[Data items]
........
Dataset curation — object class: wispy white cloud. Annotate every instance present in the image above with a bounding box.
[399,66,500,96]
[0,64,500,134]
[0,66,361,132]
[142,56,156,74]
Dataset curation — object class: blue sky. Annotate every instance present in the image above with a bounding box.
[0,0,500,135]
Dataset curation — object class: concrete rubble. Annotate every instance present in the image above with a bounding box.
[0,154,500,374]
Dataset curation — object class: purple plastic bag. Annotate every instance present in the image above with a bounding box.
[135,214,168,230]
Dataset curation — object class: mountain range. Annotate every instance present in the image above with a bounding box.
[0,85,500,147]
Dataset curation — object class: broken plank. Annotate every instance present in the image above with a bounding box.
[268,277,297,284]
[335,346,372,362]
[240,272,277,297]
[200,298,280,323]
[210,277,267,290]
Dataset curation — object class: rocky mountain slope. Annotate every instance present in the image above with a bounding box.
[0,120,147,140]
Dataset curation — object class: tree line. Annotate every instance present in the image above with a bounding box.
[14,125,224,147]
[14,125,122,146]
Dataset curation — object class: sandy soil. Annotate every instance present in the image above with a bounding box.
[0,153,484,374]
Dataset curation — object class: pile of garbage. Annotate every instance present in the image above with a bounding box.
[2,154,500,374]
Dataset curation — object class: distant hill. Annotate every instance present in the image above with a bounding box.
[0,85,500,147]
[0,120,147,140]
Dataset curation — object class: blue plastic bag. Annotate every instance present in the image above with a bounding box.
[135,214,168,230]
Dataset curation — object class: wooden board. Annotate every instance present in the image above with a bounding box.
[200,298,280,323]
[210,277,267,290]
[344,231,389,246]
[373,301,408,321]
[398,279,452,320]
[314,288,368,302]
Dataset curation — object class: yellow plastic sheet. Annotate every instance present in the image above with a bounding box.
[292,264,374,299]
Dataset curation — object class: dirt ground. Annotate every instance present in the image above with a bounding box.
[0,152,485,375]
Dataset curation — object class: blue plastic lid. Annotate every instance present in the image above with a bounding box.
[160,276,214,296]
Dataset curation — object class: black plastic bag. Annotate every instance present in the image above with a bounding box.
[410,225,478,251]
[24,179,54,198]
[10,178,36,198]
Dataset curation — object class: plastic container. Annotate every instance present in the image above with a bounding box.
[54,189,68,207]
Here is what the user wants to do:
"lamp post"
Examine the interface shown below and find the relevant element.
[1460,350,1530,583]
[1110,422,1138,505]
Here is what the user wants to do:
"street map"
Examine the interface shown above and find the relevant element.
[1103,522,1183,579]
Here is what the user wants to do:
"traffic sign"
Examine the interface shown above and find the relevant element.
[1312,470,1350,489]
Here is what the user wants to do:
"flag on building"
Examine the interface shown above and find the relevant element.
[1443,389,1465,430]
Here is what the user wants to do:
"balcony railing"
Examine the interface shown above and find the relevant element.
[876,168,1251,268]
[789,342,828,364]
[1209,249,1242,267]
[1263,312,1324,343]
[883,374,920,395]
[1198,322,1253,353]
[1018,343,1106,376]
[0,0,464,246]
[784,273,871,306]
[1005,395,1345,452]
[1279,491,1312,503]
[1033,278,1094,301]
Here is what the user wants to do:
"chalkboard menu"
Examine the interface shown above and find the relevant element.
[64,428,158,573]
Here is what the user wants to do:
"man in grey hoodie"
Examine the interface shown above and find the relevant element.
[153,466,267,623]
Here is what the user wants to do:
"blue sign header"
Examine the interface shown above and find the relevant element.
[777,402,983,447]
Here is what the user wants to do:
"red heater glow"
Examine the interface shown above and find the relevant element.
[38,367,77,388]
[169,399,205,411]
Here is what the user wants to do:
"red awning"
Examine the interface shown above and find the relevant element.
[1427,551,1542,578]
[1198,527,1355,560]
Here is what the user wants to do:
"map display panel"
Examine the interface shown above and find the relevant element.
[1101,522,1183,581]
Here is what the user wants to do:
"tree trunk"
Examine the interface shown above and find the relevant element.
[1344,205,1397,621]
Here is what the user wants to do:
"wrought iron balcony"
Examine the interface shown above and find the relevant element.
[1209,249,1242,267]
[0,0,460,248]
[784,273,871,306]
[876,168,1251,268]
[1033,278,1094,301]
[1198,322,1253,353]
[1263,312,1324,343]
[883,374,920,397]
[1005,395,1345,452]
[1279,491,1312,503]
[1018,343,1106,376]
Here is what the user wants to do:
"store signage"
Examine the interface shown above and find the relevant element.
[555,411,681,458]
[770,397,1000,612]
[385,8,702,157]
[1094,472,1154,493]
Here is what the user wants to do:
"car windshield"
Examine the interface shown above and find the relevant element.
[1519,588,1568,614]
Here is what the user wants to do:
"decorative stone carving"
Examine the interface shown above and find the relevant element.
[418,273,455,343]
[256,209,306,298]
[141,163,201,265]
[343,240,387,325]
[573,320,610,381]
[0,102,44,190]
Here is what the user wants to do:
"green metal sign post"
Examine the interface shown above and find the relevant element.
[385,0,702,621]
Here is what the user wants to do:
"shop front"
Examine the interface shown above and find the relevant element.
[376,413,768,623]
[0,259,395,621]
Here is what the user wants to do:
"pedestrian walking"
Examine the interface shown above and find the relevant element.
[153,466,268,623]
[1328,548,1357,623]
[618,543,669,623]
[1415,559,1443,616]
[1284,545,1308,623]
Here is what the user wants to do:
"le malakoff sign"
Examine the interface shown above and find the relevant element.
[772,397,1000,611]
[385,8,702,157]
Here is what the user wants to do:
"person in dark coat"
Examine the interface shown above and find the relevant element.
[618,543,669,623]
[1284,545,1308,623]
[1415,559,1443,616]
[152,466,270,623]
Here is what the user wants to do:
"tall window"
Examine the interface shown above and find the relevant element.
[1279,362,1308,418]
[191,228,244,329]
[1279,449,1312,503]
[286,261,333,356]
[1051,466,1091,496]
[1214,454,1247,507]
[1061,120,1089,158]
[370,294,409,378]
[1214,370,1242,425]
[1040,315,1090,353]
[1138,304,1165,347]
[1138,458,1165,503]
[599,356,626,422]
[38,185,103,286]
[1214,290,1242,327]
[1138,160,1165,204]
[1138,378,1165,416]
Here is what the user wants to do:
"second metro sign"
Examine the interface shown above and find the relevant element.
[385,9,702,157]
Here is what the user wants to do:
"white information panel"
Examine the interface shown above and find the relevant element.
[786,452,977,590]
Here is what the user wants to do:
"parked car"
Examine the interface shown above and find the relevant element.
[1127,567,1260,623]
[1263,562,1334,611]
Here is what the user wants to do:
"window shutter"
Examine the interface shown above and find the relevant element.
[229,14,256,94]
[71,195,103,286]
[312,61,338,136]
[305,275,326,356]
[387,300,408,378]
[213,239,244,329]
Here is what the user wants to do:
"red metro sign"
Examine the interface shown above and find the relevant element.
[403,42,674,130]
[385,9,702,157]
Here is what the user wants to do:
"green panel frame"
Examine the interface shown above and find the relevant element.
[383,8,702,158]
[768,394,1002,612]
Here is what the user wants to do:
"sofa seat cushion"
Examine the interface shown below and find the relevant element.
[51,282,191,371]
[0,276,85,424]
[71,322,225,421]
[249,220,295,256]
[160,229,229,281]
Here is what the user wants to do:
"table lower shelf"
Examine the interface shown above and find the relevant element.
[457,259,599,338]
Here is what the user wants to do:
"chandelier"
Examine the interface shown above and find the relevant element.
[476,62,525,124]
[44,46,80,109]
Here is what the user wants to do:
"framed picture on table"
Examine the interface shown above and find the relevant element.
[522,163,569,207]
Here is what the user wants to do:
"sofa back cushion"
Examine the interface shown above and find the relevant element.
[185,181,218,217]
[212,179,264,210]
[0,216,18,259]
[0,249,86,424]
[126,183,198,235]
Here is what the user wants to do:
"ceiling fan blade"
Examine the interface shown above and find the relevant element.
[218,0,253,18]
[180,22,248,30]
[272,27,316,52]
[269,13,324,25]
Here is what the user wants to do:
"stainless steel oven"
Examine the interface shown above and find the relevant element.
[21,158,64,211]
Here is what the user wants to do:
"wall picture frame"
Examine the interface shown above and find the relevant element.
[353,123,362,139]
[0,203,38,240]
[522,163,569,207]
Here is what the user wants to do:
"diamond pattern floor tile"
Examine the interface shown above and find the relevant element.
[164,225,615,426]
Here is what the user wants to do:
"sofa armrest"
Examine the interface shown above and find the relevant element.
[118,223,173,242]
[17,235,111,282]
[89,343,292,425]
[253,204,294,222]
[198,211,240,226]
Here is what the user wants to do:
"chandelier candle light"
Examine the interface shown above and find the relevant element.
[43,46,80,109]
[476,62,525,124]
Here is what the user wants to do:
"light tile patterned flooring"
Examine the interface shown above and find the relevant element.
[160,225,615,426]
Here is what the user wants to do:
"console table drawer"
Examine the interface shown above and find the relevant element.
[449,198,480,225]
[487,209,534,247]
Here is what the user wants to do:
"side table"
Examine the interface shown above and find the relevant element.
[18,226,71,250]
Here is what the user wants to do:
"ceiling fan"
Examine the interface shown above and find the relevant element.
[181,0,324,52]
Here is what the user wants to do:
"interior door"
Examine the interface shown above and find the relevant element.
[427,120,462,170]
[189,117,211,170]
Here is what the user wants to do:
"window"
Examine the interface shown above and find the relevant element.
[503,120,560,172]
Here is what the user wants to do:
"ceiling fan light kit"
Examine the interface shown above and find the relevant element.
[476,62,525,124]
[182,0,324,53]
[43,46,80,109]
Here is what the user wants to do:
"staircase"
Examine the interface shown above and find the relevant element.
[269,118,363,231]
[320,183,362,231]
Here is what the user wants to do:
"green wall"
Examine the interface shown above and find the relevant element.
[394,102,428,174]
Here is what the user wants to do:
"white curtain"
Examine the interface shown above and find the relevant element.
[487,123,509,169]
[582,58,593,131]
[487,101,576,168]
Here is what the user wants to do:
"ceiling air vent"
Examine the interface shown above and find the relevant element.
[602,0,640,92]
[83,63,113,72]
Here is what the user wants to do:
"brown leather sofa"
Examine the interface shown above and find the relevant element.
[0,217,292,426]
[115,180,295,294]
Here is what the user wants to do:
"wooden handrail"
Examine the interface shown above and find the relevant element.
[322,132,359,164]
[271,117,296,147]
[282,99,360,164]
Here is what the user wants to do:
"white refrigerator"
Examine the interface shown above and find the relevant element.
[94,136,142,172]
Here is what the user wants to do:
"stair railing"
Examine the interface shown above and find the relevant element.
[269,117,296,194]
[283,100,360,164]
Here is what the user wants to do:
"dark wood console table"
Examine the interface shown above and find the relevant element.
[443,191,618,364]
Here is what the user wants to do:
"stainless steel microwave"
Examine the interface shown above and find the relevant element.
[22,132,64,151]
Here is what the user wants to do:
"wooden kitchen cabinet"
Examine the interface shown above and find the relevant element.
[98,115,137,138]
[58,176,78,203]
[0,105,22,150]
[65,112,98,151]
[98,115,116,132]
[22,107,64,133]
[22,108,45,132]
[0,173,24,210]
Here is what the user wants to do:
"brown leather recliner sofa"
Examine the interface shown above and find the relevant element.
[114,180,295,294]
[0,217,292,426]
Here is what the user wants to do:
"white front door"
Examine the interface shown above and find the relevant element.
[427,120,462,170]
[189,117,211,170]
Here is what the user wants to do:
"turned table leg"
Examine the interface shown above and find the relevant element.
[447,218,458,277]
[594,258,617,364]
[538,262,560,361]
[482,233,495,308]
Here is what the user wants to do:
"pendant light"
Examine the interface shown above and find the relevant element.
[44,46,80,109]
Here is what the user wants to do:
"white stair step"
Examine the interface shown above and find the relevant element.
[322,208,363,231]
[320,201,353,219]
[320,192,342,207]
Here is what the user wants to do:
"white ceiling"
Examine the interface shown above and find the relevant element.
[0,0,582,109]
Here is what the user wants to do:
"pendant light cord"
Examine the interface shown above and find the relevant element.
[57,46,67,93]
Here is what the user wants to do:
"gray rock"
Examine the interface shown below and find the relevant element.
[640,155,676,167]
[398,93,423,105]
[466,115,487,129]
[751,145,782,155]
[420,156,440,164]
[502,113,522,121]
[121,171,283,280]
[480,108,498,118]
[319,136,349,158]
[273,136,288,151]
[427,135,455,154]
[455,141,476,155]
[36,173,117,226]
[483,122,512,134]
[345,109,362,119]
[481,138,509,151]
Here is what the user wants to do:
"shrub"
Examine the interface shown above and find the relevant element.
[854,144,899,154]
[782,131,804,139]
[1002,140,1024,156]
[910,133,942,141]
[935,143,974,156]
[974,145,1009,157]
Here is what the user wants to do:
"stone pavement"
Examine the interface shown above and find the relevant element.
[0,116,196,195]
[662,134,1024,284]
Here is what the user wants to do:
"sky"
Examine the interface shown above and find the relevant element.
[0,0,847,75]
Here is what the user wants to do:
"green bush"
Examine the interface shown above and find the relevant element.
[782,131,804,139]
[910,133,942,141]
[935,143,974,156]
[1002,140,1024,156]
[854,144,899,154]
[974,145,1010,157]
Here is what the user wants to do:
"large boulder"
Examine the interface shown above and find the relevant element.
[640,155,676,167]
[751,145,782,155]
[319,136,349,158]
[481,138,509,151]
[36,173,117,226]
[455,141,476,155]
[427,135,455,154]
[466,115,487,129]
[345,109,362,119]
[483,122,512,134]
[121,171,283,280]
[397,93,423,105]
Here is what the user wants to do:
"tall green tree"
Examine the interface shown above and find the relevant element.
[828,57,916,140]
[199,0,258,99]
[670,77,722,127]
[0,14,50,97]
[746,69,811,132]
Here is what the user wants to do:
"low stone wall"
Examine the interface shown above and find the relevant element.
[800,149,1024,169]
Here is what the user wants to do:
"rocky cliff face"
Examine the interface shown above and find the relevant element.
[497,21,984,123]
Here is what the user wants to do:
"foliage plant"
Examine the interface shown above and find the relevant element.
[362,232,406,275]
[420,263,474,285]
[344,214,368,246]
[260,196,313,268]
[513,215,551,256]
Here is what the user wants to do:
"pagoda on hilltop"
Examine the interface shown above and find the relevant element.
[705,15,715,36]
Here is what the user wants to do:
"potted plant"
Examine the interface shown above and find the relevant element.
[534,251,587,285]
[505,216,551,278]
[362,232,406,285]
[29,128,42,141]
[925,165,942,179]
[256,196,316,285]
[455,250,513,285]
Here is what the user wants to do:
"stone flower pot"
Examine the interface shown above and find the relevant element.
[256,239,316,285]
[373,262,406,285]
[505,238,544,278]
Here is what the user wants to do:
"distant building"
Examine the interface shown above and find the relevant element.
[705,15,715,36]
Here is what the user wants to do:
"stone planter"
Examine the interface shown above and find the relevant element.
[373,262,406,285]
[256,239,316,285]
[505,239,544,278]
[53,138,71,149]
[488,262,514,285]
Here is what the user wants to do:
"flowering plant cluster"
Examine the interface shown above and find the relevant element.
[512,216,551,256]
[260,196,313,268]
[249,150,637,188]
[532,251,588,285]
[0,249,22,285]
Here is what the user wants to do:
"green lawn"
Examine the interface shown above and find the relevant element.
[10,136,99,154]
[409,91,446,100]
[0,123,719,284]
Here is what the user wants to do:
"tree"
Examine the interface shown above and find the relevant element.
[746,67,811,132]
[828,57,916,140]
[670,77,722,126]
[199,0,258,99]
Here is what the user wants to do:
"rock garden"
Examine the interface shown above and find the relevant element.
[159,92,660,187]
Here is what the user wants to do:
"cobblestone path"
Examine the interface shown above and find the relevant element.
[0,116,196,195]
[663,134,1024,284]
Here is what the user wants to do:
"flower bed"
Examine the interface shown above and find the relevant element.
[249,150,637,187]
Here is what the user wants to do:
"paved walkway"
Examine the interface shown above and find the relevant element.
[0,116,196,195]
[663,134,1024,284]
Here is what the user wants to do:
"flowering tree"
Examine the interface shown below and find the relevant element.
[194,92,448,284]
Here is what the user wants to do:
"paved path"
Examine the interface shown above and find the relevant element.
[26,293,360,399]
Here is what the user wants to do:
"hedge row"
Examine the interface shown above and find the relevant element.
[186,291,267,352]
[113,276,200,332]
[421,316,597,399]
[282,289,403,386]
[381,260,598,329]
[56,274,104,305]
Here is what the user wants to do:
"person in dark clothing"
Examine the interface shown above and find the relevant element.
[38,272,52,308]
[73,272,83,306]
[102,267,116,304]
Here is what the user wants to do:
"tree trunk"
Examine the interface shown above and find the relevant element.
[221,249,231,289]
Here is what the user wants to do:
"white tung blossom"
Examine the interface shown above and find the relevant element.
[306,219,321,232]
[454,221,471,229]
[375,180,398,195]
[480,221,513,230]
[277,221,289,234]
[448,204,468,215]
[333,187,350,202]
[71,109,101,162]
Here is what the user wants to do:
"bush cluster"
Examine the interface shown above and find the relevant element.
........
#### [What you are asked to do]
Reproduce the items verbatim, starting with the first line and going on through the line with "[142,56,156,74]".

#### [Solution to this exercise]
Dataset curation — object class: wispy white cloud. Annotate every instance present in the image above with a bounding box.
[399,66,500,96]
[0,64,500,134]
[0,66,361,132]
[142,56,156,74]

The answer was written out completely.